Point-per-instance localization data
▬▬▬

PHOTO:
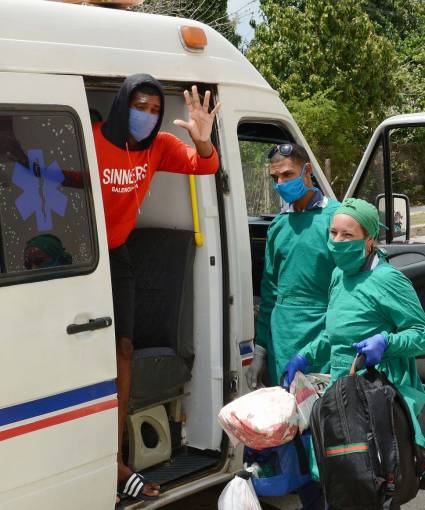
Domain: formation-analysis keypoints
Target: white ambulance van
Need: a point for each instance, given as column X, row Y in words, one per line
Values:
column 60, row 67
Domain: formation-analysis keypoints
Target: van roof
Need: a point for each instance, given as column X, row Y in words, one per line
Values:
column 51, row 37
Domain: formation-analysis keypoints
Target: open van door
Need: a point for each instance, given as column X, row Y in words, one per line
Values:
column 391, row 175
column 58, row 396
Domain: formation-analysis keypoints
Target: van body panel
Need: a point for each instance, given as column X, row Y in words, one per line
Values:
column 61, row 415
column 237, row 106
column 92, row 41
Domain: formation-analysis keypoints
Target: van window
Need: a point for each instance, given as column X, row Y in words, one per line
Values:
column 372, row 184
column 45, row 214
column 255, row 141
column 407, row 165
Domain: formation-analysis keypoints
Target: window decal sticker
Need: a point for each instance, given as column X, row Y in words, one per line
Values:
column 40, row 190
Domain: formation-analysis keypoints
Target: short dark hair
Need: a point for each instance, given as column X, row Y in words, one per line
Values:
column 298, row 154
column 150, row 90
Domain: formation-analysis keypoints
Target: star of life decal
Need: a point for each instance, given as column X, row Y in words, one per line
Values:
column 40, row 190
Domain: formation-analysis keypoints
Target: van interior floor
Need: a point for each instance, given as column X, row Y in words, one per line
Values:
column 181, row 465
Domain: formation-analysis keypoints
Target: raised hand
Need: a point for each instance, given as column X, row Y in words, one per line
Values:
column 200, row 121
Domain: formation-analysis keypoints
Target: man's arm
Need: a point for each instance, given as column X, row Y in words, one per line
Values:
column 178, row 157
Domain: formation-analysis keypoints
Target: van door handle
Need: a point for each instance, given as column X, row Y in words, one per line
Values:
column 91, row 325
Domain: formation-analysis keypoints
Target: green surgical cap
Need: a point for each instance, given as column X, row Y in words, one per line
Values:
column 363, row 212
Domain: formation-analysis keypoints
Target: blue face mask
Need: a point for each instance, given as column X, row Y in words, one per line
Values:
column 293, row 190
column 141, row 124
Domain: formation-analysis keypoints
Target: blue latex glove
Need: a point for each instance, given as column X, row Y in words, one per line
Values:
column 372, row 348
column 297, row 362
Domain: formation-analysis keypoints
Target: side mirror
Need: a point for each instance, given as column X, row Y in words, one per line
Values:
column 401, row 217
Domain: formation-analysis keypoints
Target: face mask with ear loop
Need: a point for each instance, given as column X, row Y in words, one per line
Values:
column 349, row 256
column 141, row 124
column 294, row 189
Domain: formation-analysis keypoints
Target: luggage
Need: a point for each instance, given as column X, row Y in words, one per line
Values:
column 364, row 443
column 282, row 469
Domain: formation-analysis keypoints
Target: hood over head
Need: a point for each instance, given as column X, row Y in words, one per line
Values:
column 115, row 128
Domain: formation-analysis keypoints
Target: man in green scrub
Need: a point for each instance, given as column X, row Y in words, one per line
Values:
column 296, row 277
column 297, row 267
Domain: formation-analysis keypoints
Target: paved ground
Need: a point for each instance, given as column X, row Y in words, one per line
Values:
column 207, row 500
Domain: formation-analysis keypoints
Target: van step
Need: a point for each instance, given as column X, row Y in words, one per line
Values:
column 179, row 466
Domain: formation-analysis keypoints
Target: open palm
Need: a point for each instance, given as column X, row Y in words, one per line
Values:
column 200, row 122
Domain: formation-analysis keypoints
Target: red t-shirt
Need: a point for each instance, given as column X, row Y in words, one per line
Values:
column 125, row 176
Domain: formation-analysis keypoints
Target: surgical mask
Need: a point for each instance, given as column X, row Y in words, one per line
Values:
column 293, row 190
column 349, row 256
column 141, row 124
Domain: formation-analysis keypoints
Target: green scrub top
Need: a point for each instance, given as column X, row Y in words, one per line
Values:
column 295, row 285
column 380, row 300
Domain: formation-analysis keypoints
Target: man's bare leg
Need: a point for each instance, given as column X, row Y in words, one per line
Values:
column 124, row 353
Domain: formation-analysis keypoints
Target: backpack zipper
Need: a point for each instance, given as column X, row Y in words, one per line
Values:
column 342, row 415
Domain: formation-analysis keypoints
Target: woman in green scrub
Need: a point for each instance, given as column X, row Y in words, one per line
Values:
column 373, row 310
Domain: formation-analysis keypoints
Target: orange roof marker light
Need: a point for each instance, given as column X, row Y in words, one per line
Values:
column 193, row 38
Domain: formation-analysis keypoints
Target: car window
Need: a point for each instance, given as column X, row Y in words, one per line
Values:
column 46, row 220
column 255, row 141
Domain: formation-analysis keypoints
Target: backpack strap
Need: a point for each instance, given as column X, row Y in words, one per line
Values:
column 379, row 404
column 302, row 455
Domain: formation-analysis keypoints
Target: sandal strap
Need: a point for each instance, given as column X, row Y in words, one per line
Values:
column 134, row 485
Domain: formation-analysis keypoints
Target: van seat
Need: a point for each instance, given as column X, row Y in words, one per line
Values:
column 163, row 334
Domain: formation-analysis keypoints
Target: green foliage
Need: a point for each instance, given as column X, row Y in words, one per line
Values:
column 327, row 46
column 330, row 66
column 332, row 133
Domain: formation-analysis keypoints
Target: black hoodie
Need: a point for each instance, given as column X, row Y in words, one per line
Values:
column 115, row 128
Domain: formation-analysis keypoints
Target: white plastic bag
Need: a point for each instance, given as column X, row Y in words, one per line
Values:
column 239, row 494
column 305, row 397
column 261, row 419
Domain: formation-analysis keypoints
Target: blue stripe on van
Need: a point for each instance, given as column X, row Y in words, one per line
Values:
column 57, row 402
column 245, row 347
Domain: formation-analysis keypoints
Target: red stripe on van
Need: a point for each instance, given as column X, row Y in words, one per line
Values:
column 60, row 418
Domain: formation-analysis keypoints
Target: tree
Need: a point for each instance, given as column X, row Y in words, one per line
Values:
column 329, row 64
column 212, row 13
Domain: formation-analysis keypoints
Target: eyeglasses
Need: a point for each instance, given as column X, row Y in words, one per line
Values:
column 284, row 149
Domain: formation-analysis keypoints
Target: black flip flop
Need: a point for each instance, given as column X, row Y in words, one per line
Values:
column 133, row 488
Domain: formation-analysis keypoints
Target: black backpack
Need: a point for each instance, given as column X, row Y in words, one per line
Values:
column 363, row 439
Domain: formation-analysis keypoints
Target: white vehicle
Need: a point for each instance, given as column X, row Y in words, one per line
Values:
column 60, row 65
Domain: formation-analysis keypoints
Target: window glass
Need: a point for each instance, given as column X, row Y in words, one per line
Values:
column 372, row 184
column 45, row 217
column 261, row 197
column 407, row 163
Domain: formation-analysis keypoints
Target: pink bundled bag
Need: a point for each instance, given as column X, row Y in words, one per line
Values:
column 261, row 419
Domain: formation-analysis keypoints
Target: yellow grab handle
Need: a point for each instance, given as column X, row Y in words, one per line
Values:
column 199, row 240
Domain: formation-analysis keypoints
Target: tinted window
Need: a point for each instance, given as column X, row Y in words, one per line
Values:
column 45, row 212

▬▬▬

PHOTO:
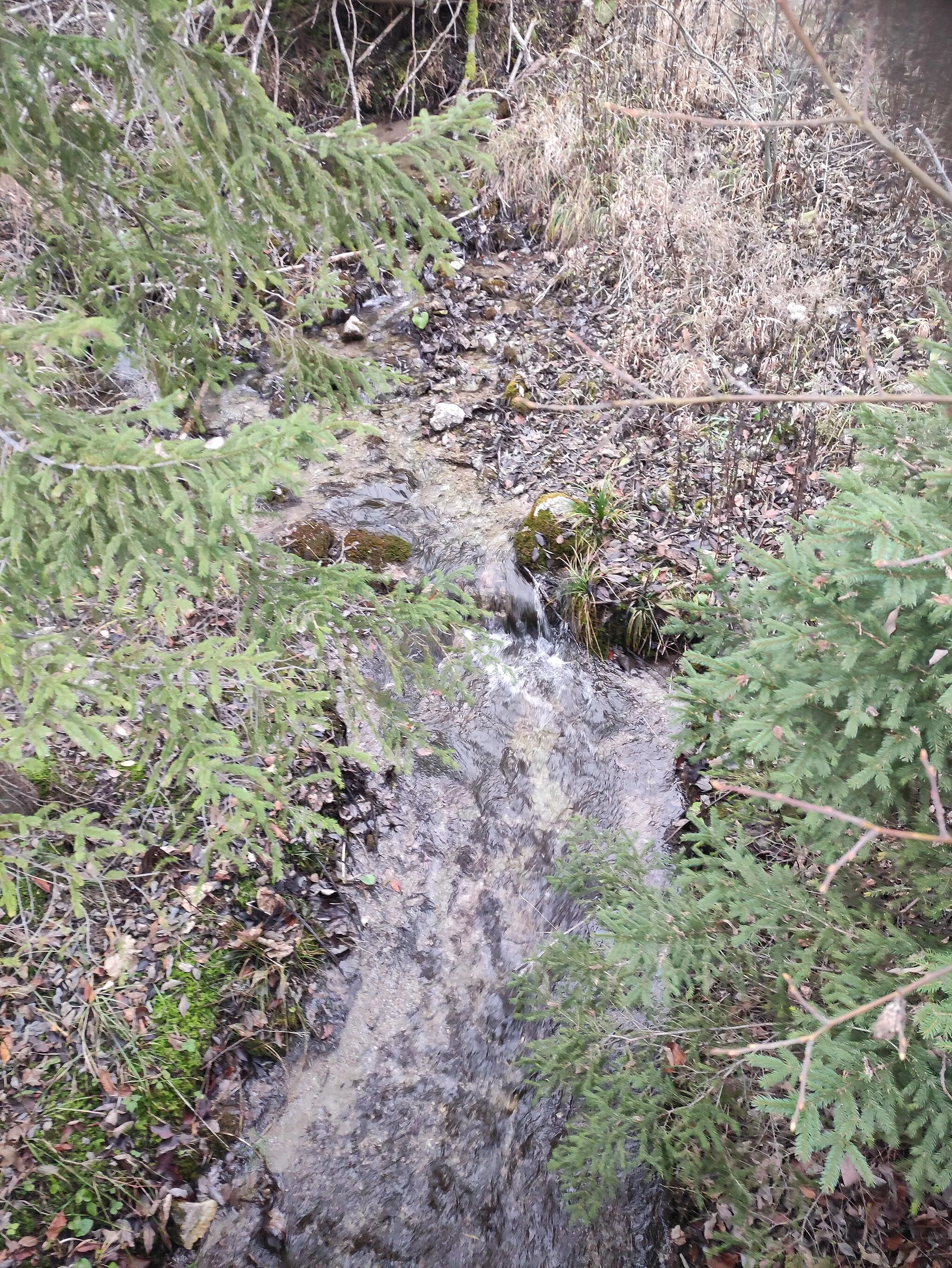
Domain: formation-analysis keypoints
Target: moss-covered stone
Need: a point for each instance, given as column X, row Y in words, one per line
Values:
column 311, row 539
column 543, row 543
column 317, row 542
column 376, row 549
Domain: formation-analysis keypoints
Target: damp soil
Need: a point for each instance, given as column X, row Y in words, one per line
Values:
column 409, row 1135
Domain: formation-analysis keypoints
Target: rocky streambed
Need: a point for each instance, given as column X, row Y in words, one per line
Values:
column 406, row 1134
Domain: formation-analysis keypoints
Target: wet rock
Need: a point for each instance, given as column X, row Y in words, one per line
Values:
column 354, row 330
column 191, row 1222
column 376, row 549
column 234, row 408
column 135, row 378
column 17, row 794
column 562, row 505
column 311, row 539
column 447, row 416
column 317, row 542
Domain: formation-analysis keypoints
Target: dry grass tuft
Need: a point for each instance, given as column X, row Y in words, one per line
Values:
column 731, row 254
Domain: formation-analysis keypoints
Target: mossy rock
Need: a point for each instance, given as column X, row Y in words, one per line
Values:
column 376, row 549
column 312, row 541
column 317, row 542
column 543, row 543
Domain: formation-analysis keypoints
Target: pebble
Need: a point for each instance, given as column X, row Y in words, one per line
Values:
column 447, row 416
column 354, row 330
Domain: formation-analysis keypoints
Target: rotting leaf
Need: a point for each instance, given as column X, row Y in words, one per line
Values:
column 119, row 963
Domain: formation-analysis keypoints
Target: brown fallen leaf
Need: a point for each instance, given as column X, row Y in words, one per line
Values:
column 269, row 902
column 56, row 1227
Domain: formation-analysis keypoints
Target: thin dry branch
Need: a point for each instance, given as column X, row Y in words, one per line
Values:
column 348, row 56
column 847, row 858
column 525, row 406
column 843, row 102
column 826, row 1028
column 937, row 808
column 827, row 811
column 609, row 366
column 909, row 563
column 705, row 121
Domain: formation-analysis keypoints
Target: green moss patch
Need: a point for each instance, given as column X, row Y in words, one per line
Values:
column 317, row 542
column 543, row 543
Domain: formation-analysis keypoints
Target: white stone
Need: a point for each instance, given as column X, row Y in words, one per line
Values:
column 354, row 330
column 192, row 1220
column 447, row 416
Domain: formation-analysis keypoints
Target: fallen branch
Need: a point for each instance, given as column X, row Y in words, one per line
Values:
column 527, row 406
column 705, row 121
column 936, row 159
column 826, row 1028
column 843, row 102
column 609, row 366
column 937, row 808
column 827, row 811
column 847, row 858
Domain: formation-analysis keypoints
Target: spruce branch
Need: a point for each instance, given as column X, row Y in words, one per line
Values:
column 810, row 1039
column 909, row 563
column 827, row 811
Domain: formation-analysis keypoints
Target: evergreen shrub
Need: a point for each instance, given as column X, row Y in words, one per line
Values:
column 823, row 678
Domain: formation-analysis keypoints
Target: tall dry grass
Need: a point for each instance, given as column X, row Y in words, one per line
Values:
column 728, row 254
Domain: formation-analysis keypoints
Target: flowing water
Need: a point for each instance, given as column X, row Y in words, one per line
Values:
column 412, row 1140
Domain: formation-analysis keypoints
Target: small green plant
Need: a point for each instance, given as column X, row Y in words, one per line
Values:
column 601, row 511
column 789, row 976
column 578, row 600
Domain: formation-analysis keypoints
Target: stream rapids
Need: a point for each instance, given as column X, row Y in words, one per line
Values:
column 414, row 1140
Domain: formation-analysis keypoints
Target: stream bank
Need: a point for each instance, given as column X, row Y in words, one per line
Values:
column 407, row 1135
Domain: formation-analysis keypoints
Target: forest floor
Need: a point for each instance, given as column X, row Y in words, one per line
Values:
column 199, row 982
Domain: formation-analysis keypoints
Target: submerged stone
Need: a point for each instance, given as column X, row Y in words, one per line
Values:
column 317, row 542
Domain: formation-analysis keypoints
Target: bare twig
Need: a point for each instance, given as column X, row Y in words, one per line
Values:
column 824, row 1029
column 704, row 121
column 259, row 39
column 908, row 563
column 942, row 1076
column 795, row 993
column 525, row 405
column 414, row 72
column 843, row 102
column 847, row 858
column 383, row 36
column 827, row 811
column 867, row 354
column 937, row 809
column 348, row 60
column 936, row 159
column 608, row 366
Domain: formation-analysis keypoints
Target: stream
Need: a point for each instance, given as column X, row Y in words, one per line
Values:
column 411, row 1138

▬▬▬

(What is expected): Please return every line of the records that contains the word "stone".

(Task result):
Target: moss-covered stone
Target: white stone
Target: submerged stone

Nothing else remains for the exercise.